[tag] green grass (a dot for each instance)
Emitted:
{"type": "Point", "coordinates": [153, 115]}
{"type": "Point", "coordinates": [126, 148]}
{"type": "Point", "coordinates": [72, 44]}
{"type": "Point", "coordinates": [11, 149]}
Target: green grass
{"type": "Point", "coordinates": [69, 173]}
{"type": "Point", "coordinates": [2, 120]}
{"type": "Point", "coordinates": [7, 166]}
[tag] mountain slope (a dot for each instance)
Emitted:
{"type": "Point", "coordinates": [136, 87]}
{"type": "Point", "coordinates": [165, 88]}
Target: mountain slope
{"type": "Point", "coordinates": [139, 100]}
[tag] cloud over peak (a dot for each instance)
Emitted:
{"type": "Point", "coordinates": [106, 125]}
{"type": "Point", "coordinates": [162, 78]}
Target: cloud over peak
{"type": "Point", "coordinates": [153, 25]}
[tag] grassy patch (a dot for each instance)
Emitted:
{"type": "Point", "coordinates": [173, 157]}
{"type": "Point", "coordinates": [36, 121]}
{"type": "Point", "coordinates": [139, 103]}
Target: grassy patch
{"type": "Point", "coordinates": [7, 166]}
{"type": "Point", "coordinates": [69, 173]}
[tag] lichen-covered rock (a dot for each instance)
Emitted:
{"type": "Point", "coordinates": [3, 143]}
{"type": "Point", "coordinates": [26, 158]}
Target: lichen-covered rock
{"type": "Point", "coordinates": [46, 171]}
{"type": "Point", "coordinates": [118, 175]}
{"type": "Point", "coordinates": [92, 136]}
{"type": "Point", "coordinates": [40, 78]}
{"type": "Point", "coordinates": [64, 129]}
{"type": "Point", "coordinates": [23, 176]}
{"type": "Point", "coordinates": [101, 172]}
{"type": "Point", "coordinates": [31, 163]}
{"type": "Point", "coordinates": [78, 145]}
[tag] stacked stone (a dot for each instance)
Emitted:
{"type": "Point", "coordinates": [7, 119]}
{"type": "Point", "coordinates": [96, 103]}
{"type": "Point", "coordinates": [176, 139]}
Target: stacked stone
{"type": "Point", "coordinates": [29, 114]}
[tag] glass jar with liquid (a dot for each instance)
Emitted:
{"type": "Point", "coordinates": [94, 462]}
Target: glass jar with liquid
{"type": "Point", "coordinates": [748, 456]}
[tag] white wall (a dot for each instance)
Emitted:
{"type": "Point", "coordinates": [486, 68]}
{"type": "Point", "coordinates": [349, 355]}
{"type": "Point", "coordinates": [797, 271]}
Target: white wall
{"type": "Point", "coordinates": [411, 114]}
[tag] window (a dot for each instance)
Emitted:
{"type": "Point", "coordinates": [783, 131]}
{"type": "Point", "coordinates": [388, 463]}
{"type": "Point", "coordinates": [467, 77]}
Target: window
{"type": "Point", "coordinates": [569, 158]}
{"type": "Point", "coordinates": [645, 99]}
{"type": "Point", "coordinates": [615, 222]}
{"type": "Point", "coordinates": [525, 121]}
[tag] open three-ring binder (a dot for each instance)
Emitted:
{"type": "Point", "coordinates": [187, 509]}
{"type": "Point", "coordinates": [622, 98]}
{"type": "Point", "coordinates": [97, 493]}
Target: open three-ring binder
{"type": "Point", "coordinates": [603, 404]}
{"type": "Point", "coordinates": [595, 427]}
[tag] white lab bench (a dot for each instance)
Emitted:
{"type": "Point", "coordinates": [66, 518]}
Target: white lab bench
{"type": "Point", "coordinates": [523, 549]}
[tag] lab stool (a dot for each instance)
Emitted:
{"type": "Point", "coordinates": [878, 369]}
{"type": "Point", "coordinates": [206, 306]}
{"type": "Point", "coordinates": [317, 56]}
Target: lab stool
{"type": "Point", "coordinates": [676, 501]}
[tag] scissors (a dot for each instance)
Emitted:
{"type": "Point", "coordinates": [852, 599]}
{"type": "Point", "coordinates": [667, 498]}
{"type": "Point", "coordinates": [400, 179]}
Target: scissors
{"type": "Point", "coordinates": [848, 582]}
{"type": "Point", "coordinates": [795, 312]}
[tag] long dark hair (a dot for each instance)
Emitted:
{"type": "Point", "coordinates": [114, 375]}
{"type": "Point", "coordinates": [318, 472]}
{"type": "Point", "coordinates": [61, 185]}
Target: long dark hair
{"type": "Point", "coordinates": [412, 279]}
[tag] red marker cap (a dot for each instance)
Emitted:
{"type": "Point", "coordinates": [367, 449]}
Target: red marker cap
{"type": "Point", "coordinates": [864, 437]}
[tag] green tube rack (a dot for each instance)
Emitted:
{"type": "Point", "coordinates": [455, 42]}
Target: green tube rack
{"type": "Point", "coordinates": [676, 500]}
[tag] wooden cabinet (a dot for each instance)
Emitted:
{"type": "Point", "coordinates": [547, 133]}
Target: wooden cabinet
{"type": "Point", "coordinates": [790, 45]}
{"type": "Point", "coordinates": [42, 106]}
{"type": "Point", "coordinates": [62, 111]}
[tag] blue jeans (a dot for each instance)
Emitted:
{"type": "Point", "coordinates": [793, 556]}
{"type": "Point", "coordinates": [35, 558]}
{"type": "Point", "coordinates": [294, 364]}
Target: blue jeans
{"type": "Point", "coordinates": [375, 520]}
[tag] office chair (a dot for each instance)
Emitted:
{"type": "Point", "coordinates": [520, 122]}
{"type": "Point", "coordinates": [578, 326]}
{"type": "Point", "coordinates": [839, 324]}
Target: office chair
§
Render the lines from the one containing "[tag] scissors (a dot for each instance)" through the last line, both included, as a JSON array of strings with one string per line, skipping any blank lines.

▶ [Finished answer]:
[
  "[tag] scissors (a dot for each instance)",
  "Emitted:",
  "{\"type\": \"Point\", \"coordinates\": [852, 599]}",
  "{\"type\": \"Point\", \"coordinates\": [667, 498]}",
  "{\"type\": \"Point\", \"coordinates\": [400, 179]}",
  "Target: scissors",
  "{\"type\": \"Point\", \"coordinates\": [848, 582]}",
  "{\"type\": \"Point\", \"coordinates\": [795, 312]}",
  "[tag] long dark hair (a dot for each instance)",
  "Emitted:",
  "{\"type\": \"Point\", \"coordinates\": [114, 375]}",
  "{\"type\": \"Point\", \"coordinates\": [318, 472]}",
  "{\"type\": \"Point\", \"coordinates\": [61, 185]}",
  "Target: long dark hair",
  "{\"type\": \"Point\", \"coordinates\": [412, 279]}",
  "[tag] red marker cap (a dot for each instance)",
  "Emitted:",
  "{\"type\": \"Point\", \"coordinates\": [367, 449]}",
  "Target: red marker cap",
  "{\"type\": \"Point\", \"coordinates\": [864, 437]}",
  "[tag] green tube rack (a dot for each instance)",
  "Emitted:",
  "{\"type\": \"Point\", \"coordinates\": [455, 42]}",
  "Target: green tube rack",
  "{\"type\": \"Point\", \"coordinates\": [676, 500]}",
  "[tag] wooden cabinet (a dot for each instance)",
  "Emitted:",
  "{\"type\": \"Point\", \"coordinates\": [547, 133]}",
  "Target: wooden cabinet",
  "{\"type\": \"Point\", \"coordinates\": [790, 45]}",
  "{\"type\": \"Point\", \"coordinates\": [42, 106]}",
  "{\"type\": \"Point\", \"coordinates\": [62, 111]}",
  "[tag] blue jeans (a dot for each instance)",
  "Emitted:",
  "{\"type\": \"Point\", \"coordinates\": [793, 556]}",
  "{\"type\": \"Point\", \"coordinates\": [35, 558]}",
  "{\"type\": \"Point\", \"coordinates\": [294, 364]}",
  "Target: blue jeans",
  "{\"type\": \"Point\", \"coordinates\": [375, 520]}",
  "[tag] office chair (a dot for each instance)",
  "Emitted:",
  "{\"type\": \"Point\", \"coordinates\": [520, 122]}",
  "{\"type\": \"Point\", \"coordinates\": [578, 326]}",
  "{\"type\": \"Point\", \"coordinates\": [839, 324]}",
  "Target: office chair"
]